* Begin Records for processing *

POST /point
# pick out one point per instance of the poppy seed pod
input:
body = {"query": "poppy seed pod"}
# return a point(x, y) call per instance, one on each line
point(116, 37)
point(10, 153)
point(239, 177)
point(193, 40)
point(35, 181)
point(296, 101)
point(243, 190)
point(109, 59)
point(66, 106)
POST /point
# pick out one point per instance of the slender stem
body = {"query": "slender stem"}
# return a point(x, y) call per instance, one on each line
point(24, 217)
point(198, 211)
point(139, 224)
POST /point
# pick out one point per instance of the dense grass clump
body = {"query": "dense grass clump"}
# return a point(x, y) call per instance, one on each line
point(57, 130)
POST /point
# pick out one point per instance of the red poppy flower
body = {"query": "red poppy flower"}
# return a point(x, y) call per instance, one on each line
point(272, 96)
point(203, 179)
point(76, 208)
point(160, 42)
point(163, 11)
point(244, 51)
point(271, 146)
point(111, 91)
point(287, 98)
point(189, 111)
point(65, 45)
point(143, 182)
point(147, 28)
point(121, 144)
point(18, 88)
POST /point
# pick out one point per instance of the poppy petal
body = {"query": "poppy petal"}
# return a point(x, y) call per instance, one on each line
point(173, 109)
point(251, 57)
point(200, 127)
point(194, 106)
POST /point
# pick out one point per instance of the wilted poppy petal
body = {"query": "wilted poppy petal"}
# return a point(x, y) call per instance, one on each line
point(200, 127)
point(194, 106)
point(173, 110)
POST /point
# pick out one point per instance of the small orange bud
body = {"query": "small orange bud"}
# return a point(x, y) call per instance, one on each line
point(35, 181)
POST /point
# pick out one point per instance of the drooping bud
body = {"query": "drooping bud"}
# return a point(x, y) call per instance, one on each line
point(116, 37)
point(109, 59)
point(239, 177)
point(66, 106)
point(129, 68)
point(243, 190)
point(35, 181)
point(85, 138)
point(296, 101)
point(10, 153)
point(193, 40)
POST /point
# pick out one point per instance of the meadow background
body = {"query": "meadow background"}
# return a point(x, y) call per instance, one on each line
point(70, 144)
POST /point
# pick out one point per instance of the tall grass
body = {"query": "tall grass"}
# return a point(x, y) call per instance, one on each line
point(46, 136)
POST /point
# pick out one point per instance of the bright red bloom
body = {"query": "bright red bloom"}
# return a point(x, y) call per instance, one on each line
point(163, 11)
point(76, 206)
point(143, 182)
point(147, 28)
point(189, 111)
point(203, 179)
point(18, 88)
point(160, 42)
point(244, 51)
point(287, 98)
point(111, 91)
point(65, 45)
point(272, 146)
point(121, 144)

* End Records for processing *

_Problem details_. Copy everything from the first line down through the line containing "point(139, 224)", changing "poppy seed pod" to "seed capsule" and leaving all else as it is.

_The result_.
POST /point
# pick out one point per instance of the seed capsule
input:
body = {"query": "seed capsule"}
# return a point(x, y) call per instance, one on each line
point(116, 37)
point(10, 153)
point(239, 177)
point(193, 40)
point(35, 181)
point(296, 101)
point(243, 190)
point(109, 59)
point(66, 106)
POST /point
# pick out one point per instance of the slender stem
body = {"query": "slender stem"}
# return a point(x, y) call per instance, one on each line
point(24, 217)
point(198, 211)
point(139, 224)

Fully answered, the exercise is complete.